- _Фрагмент текста_

--------

Кстати, на сессии областного Совета народных депутатов 25 января 2008 года, администрация области намеревалась (но потом по представлению прокуратуры отказалась) утвердить поправки в областной бюджет прошедшего года, где фигурировали деньги, недополученные социальной сферой. В частности, выяснилось, что на дома-интернаты для престарелых и инвалидов обладминистрация недодала 10,4 млн. рублей, и это сокращение расходов предлагалось на сессии узаконить. Может быть, из-за такого «сокращения расходов» и не проводили в Добринском интернате обязательное флюорографическое обследование? Не потому ли врачи работают на полставки и в редкие часы лечебной практики ставят неправильные диагнозы? Не потому ли пациенты питаются так, что на глазах теряют килограммы?
Может быть, и на областном олимпе считают, что чем скорее все инвалиды вымрут, тем лучше будет всем оставшимся в живых?

--------

- _Что требуется_
Ответьте по фрагменту на три вопроса:
1. Какого числа прошла упомянутая сессия областного Совета народных депутатов?
2. Какую сумму обладминистрация недодала домам-интернатам для престарелых и инвалидов?
3. По чьему представлению администрация области отказалась утверждать поправки в бюджет?

--------

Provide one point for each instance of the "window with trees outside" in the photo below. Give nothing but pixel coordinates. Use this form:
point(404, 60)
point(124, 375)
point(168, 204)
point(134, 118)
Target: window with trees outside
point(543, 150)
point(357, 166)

--------

- _Ожидаемый ответ_
1. 25 января 2008 года.
2. 10,4 млн. рублей.
3. По представлению прокуратуры.